# EXTRACT PROVIDED
+ + + + + + +

Bangladesh is extremely vulnerable to climate change impacts mainly because of its low lying geographic position, high population density, poverty and high dependency on agriculture. Flood is a regular phenomenon where about 70% land is usually affected every year. Besides, cyclones, riverbank erosion, landslides, salinity intrusion, thunderstorms, droughts and heavy rainfall frequently affect the country. Evidently, the incidents and intensity of these climatic events are growing further due to climate change. Therefore, climate change is now considered as a major development enemy in Bangladesh.    

Given that, Bangladesh is well advanced among the Least Developed Countries (LCDs) in addressing the climate change and its detrimental effects. This country has recently adopted two comprehensive national plans on climate change that address both adaptation and mitigation. All state and non-state institutional actors are recognised in these plans to be involved in a well-coordinated manner to face the challenge of climate change. Importantly, national development plans have incorporated these climate change plans with a view to mainstream climate change issue in national development process. As a result, an institutional network has already been developed to address climate change in Bangladesh. This article will explore the scale of climate change network and its potential to address climate change.

+ + + + + + +

# MATERIAL PROVIDED

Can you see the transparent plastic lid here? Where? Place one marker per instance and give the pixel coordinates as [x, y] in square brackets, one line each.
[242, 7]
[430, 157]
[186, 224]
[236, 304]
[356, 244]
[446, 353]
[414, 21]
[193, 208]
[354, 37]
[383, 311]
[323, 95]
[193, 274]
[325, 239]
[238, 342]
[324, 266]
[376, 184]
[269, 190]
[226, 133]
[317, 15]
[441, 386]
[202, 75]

+ + + + + + +

# PROMPT 1
Could you write out the passage on Bangladesh and climate change between "Bangladesh is extremely" and "enemy in Bangladesh.", inclusive?
# PROMPT 2
Can you repeat all of the records above, line for line and without any change?

# EXPECTED OUTPUT 1
Bangladesh is extremely vulnerable to climate change impacts mainly because of its low lying geographic position, high population density, poverty and high dependency on agriculture. Flood is a regular phenomenon where about 70% land is usually affected every year. Besides, cyclones, riverbank erosion, landslides, salinity intrusion, thunderstorms, droughts and heavy rainfall frequently affect the country. Evidently, the incidents and intensity of these climatic events are growing further due to climate change. Therefore, climate change is now considered as a major development enemy in Bangladesh.

# EXPECTED OUTPUT 2
Can you see the transparent plastic lid here? Where? Place one marker per instance and give the pixel coordinates as [x, y] in square brackets, one line each.
[242, 7]
[430, 157]
[186, 224]
[236, 304]
[356, 244]
[446, 353]
[414, 21]
[193, 208]
[354, 37]
[383, 311]
[323, 95]
[193, 274]
[325, 239]
[238, 342]
[324, 266]
[376, 184]
[269, 190]
[226, 133]
[317, 15]
[441, 386]
[202, 75]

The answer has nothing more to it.